**PAGE:**
■ ■ ■ ■ ■ ■ ■

Okay, I just wanna confirm one more thing.

Suppose the person creates something by breathing or flexing their muscles using a universal energy source without exhausting themselves at all, and then they use the same energy source to create attacks on the same level or more, without any direct statements stating that the same amount of mana is used for both the attack and creation.

Being uber-casual about this feat would definitely serve as a supporting evidence that the creation feat and attack feat are at the very least on similar levels without requiring too much know-how, wouldn't it? Obviously people would be very careful about the scaling and the stamina issues would come into play, that's how people have been quantifying these feats after all. Ultimate Attacks are a thing as well, where they are the strongest attacks and don't scale to the character's general physicals unless they are shown to have physically harmed someone who tanked said ultimate attack.

I actually do remember DDM bringing this up on one of the Creation Feats question answers threads.

EDIT: Yep, he did
 
The issue with the example you bring up there, is that it sounds like both the creation feat and the attacks are extremely casual, so we can't tell which requires more energy than the other. Using 2 mana or using 10 mana doesn't matter much when you have 10^10 mana and regenerate 10,000 mana per second.

■ ■ ■ ■ ■ ■ ■

**STORED RECORDS:**

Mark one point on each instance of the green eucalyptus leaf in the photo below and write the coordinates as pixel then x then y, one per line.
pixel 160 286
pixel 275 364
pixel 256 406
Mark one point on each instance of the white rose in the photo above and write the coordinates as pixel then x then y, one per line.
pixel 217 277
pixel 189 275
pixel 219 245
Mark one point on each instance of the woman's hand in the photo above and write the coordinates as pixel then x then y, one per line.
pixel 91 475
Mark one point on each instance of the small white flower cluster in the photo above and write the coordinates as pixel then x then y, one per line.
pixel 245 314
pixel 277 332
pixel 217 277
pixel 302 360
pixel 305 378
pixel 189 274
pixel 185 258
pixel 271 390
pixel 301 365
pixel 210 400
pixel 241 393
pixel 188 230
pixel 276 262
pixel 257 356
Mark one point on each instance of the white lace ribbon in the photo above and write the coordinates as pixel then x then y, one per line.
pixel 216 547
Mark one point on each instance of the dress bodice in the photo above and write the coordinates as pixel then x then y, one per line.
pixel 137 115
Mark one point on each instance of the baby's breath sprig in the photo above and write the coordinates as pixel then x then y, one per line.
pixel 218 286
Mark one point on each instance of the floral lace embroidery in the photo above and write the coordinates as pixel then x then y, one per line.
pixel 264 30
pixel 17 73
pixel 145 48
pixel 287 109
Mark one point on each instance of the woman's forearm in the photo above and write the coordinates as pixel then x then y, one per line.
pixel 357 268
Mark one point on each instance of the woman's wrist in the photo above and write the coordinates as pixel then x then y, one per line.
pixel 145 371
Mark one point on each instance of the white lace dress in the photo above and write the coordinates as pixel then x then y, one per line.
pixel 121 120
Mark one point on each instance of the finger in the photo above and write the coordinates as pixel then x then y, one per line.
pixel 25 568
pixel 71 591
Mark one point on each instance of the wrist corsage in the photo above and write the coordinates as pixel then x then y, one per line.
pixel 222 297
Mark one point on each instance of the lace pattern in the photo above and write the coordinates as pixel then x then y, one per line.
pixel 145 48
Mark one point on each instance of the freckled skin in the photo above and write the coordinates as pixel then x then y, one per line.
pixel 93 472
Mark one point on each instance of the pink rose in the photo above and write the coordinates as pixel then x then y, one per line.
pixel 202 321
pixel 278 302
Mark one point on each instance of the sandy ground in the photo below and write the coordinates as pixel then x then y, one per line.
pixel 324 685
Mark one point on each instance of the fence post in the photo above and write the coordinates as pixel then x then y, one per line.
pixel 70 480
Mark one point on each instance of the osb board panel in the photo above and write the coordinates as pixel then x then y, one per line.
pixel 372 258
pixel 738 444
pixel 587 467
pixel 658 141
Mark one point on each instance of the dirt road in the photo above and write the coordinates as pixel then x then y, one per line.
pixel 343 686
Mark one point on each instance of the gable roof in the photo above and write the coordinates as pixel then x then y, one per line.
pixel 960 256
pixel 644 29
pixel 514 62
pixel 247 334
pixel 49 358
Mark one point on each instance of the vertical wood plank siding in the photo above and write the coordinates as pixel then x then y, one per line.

■ ■ ■ ■ ■ ■ ■

**WHAT YOU NEED TO DO:**
**a.** Summarize the post on creation feats in two sentences.
**b.** List every mana figure that appears in the post on creation feats.
**c.** Continue the post on creation feats from its final sentence.

**PER-TASK OUTPUTS:**
**a.** The post asks whether a character who casually creates something with a universal energy source, then uses that source for attacks on the same level or higher, supports rating the creation and attack feats as at least similar. The quoted reply says that when both feats are extremely casual, no one can tell which needs more energy, since spending 2 or 10 mana matters little to someone with 10^10 mana who regenerates 10,000 mana per second.

**b.**
- 2 mana
- 10 mana
- 10^10 mana
- 10,000 mana per second

**c.**
Although I will say that I generally have pretty strict requirements on when feats become usable, so it's probably best not to use me as the sole arbiter of what specific bundles of evidence would satisfy that requirement. It could very well be that 98% of staff would accept your hypothetical.

EDIT: For instance, I'd disagree with DDM's post there that an artifact performing a creation feat means that those who are empowered by the artifact scale. As we don't know how much exertion it puts on the artifact to do each of those things.
 
After seeing this many times as well, it's exactly how it looks like, really.
Once more, how are we exactly ganging up on him for disagreeing with our views when he is the one who refuses to accept how we scale such feats?

This'll be the last time I discuss this matter.
 
The issue with the example you bring up there, is that it sounds like both the creation feat and the attacks are extremely casual, so we can't tell which requires more energy than the other. Using 2 mana or using 10 mana doesn't matter much when you have 10^10 mana and regenerate 10,000 mana per second.
That seems kinda nitpicky for the sake of being nitpicky TBH. Even without that, it's common sense that a punch and kicking are gonna be more energetic than merely flexing or breathing.

Although I will say that I generally have pretty strict requirements on when feats become usable, so it's probably best not to use me as the sole arbiter of what specific bundles of evidence would satisfy that requirement. It could very well be that 98% of staff would accept your hypothetical.
Understandable.
 
That seems kinda nitpicky for the purpose of being nitpicky TBH.

It's nitpicky for the purpose of only solidly indexing what we can prove to be true. imo less than that would need to go under a likely or possibly. Really, I'd be okay with the situation you described of both creation feats and attack feats being casual going under possibly with an explanation.
 
Once more, how are we exactly ganging up on him for disagreeing with our views when he is the one who refuses to accept how we scale such feats?

This'll be the last time I discuss this matter.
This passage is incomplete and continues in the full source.